= REQUIRED WORK =
Edit the entries below by changing every "with a dot per instance" to "with one dot for each instance" and keeping all other text the same.

Coordinate annotation entries:
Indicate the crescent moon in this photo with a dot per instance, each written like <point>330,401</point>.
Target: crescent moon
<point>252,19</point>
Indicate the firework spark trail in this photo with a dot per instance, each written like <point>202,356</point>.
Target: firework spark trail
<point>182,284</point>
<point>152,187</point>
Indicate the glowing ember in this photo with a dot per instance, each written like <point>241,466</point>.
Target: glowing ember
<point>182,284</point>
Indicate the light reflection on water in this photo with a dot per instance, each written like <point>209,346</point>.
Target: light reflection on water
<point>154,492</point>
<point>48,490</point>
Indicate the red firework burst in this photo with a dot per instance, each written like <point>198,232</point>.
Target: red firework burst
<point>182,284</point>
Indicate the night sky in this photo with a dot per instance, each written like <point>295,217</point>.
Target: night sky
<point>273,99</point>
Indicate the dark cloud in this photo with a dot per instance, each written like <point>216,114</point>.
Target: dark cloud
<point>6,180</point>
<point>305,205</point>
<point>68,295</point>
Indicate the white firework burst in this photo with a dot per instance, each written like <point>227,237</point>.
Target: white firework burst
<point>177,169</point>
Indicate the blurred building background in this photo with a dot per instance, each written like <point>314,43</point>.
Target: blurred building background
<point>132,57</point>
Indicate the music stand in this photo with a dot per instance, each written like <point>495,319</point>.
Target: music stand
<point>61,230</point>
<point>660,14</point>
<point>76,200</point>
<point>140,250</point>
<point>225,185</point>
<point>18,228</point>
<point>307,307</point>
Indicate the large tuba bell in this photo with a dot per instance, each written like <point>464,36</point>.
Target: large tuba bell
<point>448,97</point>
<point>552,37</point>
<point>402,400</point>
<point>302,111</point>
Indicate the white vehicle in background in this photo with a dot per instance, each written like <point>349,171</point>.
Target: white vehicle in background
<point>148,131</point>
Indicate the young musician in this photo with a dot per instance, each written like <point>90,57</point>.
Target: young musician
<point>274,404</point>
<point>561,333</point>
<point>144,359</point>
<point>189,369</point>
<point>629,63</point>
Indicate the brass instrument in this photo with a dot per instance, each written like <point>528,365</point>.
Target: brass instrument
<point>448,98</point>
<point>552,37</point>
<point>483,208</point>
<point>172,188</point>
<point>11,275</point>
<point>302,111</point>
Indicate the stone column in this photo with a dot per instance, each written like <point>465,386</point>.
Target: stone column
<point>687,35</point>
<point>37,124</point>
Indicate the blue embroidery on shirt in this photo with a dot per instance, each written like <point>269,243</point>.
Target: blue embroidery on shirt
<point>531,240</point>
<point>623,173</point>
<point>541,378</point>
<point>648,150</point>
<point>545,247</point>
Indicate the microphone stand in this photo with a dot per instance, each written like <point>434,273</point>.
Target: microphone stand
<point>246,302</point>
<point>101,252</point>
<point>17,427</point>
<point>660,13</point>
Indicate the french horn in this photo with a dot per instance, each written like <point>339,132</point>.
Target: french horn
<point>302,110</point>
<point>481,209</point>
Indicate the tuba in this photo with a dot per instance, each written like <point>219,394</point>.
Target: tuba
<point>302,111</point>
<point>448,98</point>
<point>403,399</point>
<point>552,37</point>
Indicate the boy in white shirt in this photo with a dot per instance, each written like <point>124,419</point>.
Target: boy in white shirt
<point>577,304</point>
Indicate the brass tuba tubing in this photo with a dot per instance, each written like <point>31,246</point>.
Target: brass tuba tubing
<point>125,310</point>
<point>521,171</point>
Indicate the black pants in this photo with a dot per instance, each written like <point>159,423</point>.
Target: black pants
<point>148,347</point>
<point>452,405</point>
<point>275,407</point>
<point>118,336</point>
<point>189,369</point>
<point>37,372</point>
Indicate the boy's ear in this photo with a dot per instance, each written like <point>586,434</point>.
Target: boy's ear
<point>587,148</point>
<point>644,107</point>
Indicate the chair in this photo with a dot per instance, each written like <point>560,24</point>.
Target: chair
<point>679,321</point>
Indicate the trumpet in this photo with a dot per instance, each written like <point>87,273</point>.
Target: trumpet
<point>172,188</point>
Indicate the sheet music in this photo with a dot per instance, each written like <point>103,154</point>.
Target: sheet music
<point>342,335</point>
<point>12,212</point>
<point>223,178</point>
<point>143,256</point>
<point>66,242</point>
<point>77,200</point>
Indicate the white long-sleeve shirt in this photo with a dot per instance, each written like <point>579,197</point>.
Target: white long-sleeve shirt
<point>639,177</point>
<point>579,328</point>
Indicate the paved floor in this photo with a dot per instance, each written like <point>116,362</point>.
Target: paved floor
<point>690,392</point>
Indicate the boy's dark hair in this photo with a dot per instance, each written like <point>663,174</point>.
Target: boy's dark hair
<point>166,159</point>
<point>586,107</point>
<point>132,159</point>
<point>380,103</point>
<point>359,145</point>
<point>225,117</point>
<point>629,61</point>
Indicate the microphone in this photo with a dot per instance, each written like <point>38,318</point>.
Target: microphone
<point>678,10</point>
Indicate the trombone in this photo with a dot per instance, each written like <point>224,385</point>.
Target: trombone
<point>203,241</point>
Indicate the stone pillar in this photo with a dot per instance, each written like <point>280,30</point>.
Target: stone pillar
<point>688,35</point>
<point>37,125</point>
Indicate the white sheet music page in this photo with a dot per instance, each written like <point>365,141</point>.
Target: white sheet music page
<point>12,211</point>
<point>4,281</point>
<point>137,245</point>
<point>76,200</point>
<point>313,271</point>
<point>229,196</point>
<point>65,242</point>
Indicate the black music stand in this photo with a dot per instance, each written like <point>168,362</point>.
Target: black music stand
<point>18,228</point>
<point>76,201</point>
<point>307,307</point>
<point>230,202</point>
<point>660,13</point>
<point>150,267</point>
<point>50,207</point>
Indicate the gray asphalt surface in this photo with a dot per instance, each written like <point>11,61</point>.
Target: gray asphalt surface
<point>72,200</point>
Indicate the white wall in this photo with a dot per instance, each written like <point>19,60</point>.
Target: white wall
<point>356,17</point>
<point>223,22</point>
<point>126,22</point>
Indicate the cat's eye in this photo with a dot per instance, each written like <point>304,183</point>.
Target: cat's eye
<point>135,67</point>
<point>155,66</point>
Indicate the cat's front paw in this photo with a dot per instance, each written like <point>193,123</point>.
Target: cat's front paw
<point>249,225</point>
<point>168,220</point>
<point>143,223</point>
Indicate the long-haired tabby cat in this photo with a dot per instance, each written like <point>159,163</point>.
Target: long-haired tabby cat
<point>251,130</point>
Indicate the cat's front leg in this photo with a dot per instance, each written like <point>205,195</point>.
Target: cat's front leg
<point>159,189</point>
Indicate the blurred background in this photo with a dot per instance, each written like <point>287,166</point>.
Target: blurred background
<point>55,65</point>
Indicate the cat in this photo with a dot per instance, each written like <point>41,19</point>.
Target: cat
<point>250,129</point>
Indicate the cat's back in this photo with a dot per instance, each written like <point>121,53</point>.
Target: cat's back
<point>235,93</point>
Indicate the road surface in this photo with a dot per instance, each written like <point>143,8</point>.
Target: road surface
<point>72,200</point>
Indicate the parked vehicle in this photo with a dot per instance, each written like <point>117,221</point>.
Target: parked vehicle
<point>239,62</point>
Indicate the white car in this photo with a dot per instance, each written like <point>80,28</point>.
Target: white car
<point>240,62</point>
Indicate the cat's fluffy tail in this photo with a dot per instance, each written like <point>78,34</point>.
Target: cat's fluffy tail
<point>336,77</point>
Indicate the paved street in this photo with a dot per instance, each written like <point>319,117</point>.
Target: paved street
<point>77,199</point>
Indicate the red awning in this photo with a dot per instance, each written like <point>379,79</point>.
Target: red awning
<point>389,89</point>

= FULL SOLUTION =
Indicate the crescent moon in this photo with one dot for each instance, each written like <point>330,401</point>.
Target: crescent moon
<point>252,19</point>
Indicate the firework spark trail in this photo with one dot for each instance, each written like <point>202,356</point>.
Target: firework spark trail
<point>182,284</point>
<point>152,187</point>
Indicate the glowing ember in this photo with one dot for each instance, each written like <point>241,466</point>.
Target: glowing ember
<point>182,284</point>
Indicate the light reflection on water in this photo with one dot for each instance, each written like <point>209,346</point>.
Target: light reflection on water
<point>154,492</point>
<point>48,490</point>
Indicate the red firework burst in this photo with one dot for each instance, each written like <point>198,232</point>.
Target: red firework burst
<point>182,284</point>
Indicate the night sky in this photo with one dot for each instance, each written like <point>295,217</point>.
Target: night sky
<point>273,99</point>
Indicate the dark cloud in this photo with one dot for each instance, each written like <point>216,114</point>.
Target: dark cloud
<point>6,180</point>
<point>305,205</point>
<point>68,295</point>
Indicate the white firework burst in this photo with one dot for each instance, each written like <point>227,237</point>.
Target: white firework burst
<point>177,169</point>
Indicate the blurred building background in this photo with one dot for each instance, each written like <point>314,43</point>.
Target: blurred building background
<point>132,57</point>
Indicate the music stand in this photo with one dot for each instance, each written like <point>495,319</point>.
Target: music stand
<point>61,230</point>
<point>660,14</point>
<point>76,200</point>
<point>140,250</point>
<point>225,185</point>
<point>18,228</point>
<point>307,307</point>
Indicate the large tuba bell in this photo with one dot for each instance, each written like <point>464,36</point>.
Target: large tuba bell
<point>448,97</point>
<point>552,37</point>
<point>402,400</point>
<point>302,111</point>
Indicate the white vehicle in background in this photo with one dot for each instance, each written like <point>349,171</point>.
Target: white vehicle in background
<point>148,131</point>
Indicate the young musician in this photo with one dot for each instance, each written like <point>90,57</point>.
Target: young musician
<point>274,404</point>
<point>561,333</point>
<point>144,359</point>
<point>189,369</point>
<point>629,63</point>
Indicate the brass instrument in this photo with one dot for each instance, each written like <point>528,365</point>.
Target: brass instrument
<point>448,98</point>
<point>552,37</point>
<point>483,208</point>
<point>172,188</point>
<point>11,275</point>
<point>302,111</point>
Indicate the stone column in this photo with one dot for each instance, each written like <point>465,386</point>.
Target: stone column
<point>687,35</point>
<point>37,124</point>
Indicate the blue embroidery on shirt in this photo with one dot for each instance, each written like <point>269,243</point>.
Target: blue embroidery on shirt
<point>531,240</point>
<point>623,173</point>
<point>541,378</point>
<point>648,150</point>
<point>545,247</point>
Indicate the microphone stand in this photo with one dot for each instance, each written like <point>434,273</point>.
Target: microphone stand
<point>246,302</point>
<point>101,252</point>
<point>17,427</point>
<point>660,13</point>
Indicate the french horn in this photo with one dot for each instance, each written like <point>339,132</point>.
Target: french horn
<point>302,110</point>
<point>481,209</point>
Indicate the tuba in this photo with one dot for each instance, each written like <point>219,394</point>.
Target: tuba
<point>302,111</point>
<point>448,98</point>
<point>403,399</point>
<point>552,37</point>
Indicate the boy in white shirt in this photo with one dot for each instance, each written like <point>124,419</point>.
Target: boy in white shirt
<point>577,304</point>
Indicate the brass tuba tubing in this photo with one dot for each instance, each written like <point>31,246</point>.
Target: brass tuba tubing
<point>125,310</point>
<point>521,171</point>
Indicate the black pants in this photo with one dot for each instance, each written like <point>159,423</point>.
Target: black pants
<point>148,347</point>
<point>452,405</point>
<point>275,407</point>
<point>118,336</point>
<point>189,369</point>
<point>37,372</point>
Indicate the boy's ear in this photo with one dot for each instance, each written like <point>586,434</point>.
Target: boy's ear
<point>587,148</point>
<point>644,107</point>
Indicate the chair in this photo with one dot for each instance, each written like <point>560,24</point>.
Target: chair
<point>679,321</point>
Indicate the trumpet in this photo with one dot for each instance, each written like <point>87,273</point>.
Target: trumpet
<point>172,188</point>
Indicate the sheet music in this photo with one dot for each instance, each written like <point>103,154</point>.
Target: sheet music
<point>342,335</point>
<point>12,212</point>
<point>223,178</point>
<point>143,256</point>
<point>66,242</point>
<point>77,200</point>
Indicate the white long-sleeve shirt in this photo with one dot for each instance, each written like <point>579,197</point>.
Target: white long-sleeve shirt
<point>639,177</point>
<point>579,328</point>
Indicate the paved floor in this photo with one dot for each instance, each written like <point>116,362</point>.
Target: paved floor
<point>690,392</point>
Indicate the boy's dark hair in this photo with one dot for each instance, each written like <point>663,174</point>.
Target: boy's dark hair
<point>166,159</point>
<point>586,107</point>
<point>132,159</point>
<point>380,103</point>
<point>359,145</point>
<point>225,117</point>
<point>629,61</point>
Indicate the microphone in this photo with one dot for each instance, each written like <point>38,318</point>.
Target: microphone
<point>678,10</point>
Indicate the trombone in this photo with one dot for each instance, each written like <point>224,385</point>.
Target: trombone
<point>203,241</point>
Indicate the stone pillar in this photo with one dot for each instance, each written like <point>280,30</point>.
Target: stone pillar
<point>688,35</point>
<point>37,125</point>
Indicate the white sheet music page in this photo with one dot for each instance, each written like <point>365,141</point>.
Target: white sheet music page
<point>12,211</point>
<point>4,281</point>
<point>137,245</point>
<point>76,200</point>
<point>313,271</point>
<point>229,196</point>
<point>65,242</point>
Indicate the black music stand in this photo with one dot for each instance, each written like <point>168,362</point>.
Target: black music stand
<point>18,228</point>
<point>76,201</point>
<point>307,307</point>
<point>230,202</point>
<point>660,13</point>
<point>150,267</point>
<point>50,207</point>
Indicate the gray asphalt surface in this photo with one dot for each instance, each written like <point>11,61</point>.
Target: gray asphalt surface
<point>72,200</point>
Indicate the white wall in this photo with one dot for each instance, each written like <point>19,60</point>.
Target: white wall
<point>356,17</point>
<point>223,22</point>
<point>126,22</point>
Indicate the cat's eye in this photo with one dot for each instance, each written like <point>304,183</point>.
Target: cat's eye
<point>135,67</point>
<point>155,66</point>
Indicate the cat's front paw in this photo with one dot for each instance, each written like <point>193,123</point>.
Target: cat's front paw
<point>249,225</point>
<point>168,220</point>
<point>143,223</point>
Indicate the long-haired tabby cat in this photo with one dot for each instance, each written like <point>159,163</point>.
Target: long-haired tabby cat
<point>251,130</point>
Indicate the cat's front leg in this photo with one dot for each instance, each written like <point>205,195</point>.
Target: cat's front leg
<point>159,189</point>
Indicate the blurred background in this photo with one dot for each instance, each written like <point>287,166</point>.
Target: blurred background
<point>55,65</point>
Indicate the cat in this photo with one dot for each instance, each written like <point>41,19</point>.
Target: cat
<point>250,129</point>
Indicate the cat's back in this photo with one dot for each instance, each written like <point>121,53</point>.
Target: cat's back
<point>235,93</point>
Indicate the road surface in this photo with one dot for each instance, each written like <point>143,8</point>.
Target: road surface
<point>72,200</point>
Indicate the parked vehicle in this photo with one dot for each instance, each written like <point>117,221</point>.
Target: parked vehicle
<point>239,62</point>
Indicate the white car in this photo with one dot for each instance, each written like <point>80,28</point>.
Target: white car
<point>240,62</point>
Indicate the cat's fluffy tail in this photo with one dot for each instance, each written like <point>78,34</point>.
Target: cat's fluffy tail
<point>336,77</point>
Indicate the paved street in this photo with one dot for each instance, each written like <point>319,117</point>.
Target: paved street
<point>77,199</point>
Indicate the red awning in this photo with one dot for each instance, each written like <point>379,79</point>.
Target: red awning
<point>389,89</point>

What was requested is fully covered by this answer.